De súbito, a 21 de agosto de 1986, o poeta morreu. Murchou o riso, a rosa, o rumo. E o verão tornou-se frio, escuro e sem graça. A título póstumo ainda chega a antologia "Tomai lá do O'Neill", mas a imaginação ficou para sempre viúva.
Aqui no blog, a genial poesia de O'Neill foi, por exemplo, tema único do Especial dedicado ao 10 de junho, Dia de Portugal, de Camões e das Comunidades Portuguesas em 2020: na altura, li "Portugal", um dos seus mais memoráveis poemas.
A 6 de dezembro desse ano, o jornalista Ricardo Figueira apresentou "O Chaparrão de Glória ou o Caso do Camionista Arboricida"."E, de novo, Lisboa" foi a leitura a 30 de junho de 2021, "Inventário" passou por aqui em agosto e regressou no passado mês de janeiro. E O'Neill voltará aqui - em muitas ocasiões.

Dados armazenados
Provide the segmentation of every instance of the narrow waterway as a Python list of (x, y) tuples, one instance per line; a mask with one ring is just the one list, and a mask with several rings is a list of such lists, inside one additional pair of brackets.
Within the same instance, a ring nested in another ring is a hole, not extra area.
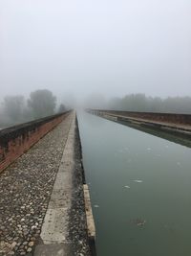
[(191, 149), (78, 114), (97, 256), (191, 255)]

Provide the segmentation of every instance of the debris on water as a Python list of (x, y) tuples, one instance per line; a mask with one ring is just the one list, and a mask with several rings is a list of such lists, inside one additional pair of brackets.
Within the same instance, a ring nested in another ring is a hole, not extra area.
[(141, 179), (134, 179), (134, 182), (141, 183), (142, 180)]
[(146, 220), (138, 218), (138, 219), (132, 220), (131, 222), (138, 226), (143, 226), (146, 223)]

**Tarefas a realizar**
[1] Responda a estas perguntas sobre o excerto acerca de O'Neill:
(a) Em que data morreu o poeta?
(b) Que antologia chega ainda a título póstumo?
(c) Quem apresentou "O Chaparrão de Glória ou o Caso do Camionista Arboricida"?
[2] Copie o excerto sobre O'Neill de "A 6 de dezembro" a "em muitas ocasiões.", sem alterar nada.
O material não é necessário.

**Respostas por item**
[1]
(a) A 21 de agosto de 1986.
(b) "Tomai lá do O'Neill".
(c) O jornalista Ricardo Figueira.

[2]
A 6 de dezembro desse ano, o jornalista Ricardo Figueira apresentou "O Chaparrão de Glória ou o Caso do Camionista Arboricida"."E, de novo, Lisboa" foi a leitura a 30 de junho de 2021, "Inventário" passou por aqui em agosto e regressou no passado mês de janeiro. E O'Neill voltará aqui - em muitas ocasiões.